• _PASSAGE SHOWN_
START

This painting relates so much of what art history is to me – it enables me to understand the world that we live in. In times that feel uncertain and scary, I process all the bittersweet and beautiful aspects of life through a visual form, no matter what medium.

The artwork is ambitious in terms of its enigmatic loose brushwork and deployment of soft dreamlike colour. It depicts such monumental drama, blending the mythological with biblical narratives. The bold and gestural style are highly emotive elements, which enable it to be relatable in the most human sense of the word. The various figures are depicted in a visual plane that ascends some to the heavens and some to be left behind.

Kokoschka’s adaptation of classical mythology embodies hope and fear for humanity, and that is what makes it so provoking. It represents an element of art that I love: to be challenged by an artwork, to sustain a relationship with it and to be open to having your mind changed. If you dislike an artwork, I challenge you to revisit it often and to be open to exploring new personal perspectives.”

END

• _EXERCISE INSTRUCTIONS_
**A)** In the passage on the Kokoschka painting, list each phrase that describes the element of art the writer says they love.
**B)** Carry on the passage on the Kokoschka painting from the point where it ends.
The items after this passage aren't needed for any of the work here.

• _ENTRIES_
START

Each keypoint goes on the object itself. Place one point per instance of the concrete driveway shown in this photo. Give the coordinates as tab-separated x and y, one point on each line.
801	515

END
START

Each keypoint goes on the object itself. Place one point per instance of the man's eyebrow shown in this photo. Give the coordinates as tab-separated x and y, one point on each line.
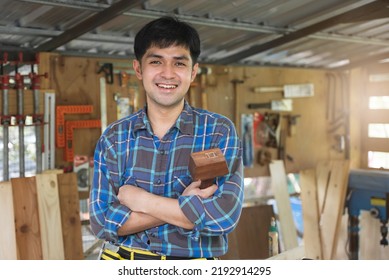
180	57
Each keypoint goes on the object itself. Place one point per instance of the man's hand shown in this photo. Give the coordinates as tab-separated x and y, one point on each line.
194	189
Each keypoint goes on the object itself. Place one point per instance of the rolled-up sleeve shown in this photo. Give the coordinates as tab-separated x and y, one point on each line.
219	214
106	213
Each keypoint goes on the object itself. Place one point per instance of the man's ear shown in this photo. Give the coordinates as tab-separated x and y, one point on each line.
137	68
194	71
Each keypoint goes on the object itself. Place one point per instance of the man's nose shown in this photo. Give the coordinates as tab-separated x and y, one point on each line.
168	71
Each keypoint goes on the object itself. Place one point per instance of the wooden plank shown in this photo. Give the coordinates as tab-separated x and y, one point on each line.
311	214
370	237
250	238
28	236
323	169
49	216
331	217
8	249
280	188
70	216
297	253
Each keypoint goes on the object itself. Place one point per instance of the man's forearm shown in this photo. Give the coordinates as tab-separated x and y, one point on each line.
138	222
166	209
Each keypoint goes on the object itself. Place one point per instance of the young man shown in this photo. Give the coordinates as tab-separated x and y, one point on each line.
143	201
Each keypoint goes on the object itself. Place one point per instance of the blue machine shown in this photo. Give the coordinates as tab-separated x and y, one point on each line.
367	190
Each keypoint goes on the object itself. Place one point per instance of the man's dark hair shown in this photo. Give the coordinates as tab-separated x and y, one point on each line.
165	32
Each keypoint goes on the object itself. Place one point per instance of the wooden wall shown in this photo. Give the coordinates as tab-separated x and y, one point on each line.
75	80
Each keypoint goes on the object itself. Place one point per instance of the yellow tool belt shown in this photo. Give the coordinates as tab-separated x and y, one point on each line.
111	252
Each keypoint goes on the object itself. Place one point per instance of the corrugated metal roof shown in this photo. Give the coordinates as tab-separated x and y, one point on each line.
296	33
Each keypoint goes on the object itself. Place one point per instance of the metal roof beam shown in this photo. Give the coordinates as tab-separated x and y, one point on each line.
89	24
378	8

END
START

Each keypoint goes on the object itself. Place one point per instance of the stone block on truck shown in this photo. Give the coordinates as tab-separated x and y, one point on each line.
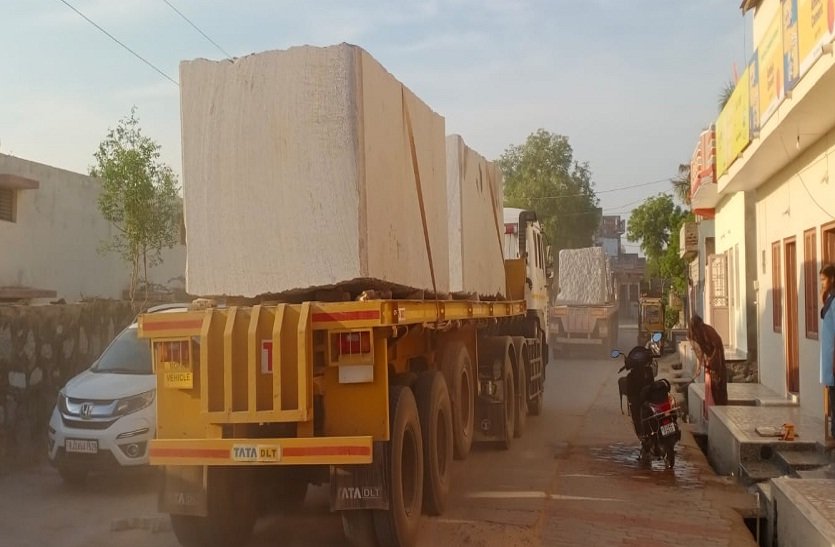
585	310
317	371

END

• _THE RESPONSES_
**A)**
- to be challenged by an artwork
- to sustain a relationship with it
- to be open to having your mind changed

**B)**
Pieter Aertsen (1508-1575), Annunciation (recto), Christ bearing the Cross (verso), c. 1530, The Courtauld, London (Samuel Courtauld Trust) © The Courtauld

Clara, MA History of Art student (Special Option - Bodies of Knowledge in the Early Modern Netherlands, c.1540 - c.1660)

“Firstly, I am attracted to the frame because of its beauty, which diverts our attention from the painting almost entirely. The frame is composed of ebony and inlaid with Agate, Amethyst, Lapis Lazuli, and Sicilian Jasper. Ebony, a wood native to Mauritius Island, was a sought-after luxury item, while Lapis Lazuli – extracted from the mountains of Afghanistan – was used to make the pigment Ultramarine. Their presence within the frame betrays the wealth of the original owners, but also reveals the vast trading networks existent in sixteenth and seventeenth century Europe. My favourite detail is the top section, because the craftsman has put a small, gilded frame around a red white Agate circle – making it appear like a stand-alone abstract artwork – drawing attention to the aesthetically pleasing forms of the stone.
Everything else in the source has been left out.